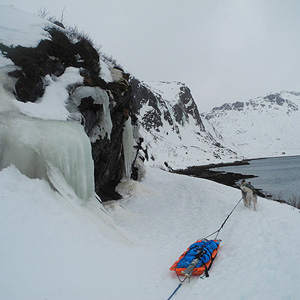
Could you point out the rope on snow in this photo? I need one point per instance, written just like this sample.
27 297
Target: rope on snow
217 231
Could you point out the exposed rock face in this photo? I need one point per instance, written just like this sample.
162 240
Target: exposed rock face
261 127
172 127
98 102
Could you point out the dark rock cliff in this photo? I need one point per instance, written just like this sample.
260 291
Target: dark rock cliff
52 57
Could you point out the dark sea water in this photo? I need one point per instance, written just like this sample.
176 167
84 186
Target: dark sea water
278 176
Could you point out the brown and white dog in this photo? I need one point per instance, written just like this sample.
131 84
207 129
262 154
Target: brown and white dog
249 196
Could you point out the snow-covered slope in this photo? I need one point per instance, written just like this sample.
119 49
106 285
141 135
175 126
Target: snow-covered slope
261 127
57 249
173 129
56 246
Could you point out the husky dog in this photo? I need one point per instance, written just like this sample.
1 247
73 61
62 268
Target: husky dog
249 196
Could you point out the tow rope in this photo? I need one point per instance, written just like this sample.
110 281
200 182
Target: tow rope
217 232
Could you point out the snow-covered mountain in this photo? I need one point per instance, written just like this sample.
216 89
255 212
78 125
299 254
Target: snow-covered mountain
261 127
172 127
58 242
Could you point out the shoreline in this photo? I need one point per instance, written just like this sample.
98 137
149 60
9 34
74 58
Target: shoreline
226 178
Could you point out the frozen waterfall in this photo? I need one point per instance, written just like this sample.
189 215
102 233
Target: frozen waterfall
58 151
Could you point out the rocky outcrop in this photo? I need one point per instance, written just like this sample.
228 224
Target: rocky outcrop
173 129
96 100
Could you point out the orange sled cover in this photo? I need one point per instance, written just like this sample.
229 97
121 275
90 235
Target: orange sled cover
196 271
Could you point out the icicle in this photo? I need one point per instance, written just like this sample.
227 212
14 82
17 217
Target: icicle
128 142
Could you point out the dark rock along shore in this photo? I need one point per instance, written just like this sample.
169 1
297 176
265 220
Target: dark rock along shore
226 178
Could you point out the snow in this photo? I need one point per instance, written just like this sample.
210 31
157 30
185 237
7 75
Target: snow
57 249
261 128
52 106
58 242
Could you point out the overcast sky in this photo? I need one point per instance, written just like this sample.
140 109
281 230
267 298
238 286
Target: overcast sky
223 50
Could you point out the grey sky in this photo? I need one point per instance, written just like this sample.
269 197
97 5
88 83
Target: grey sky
223 50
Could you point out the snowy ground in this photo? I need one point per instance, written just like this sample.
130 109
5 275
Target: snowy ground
54 248
58 247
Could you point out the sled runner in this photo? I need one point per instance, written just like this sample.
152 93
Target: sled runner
197 258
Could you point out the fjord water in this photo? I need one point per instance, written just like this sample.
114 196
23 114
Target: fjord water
278 176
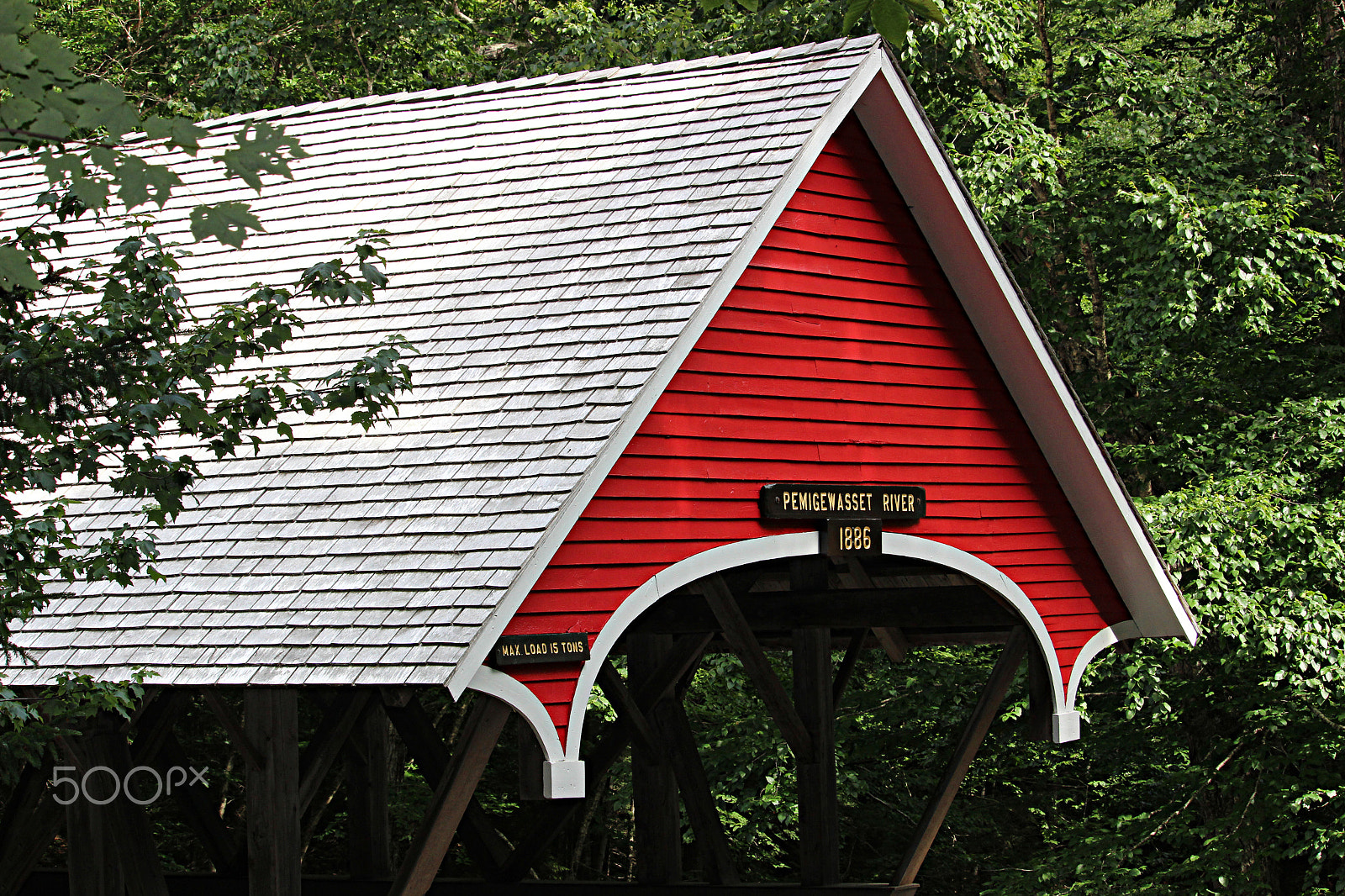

========

- WHAT YOU HAVE TO DO: Return every line from the entries above that contains the string "outcrop", where case counts.

- REPLY:
Could you point out the rocky outcrop in this photo? I need one point per instance, written just like this sample.
Target: rocky outcrop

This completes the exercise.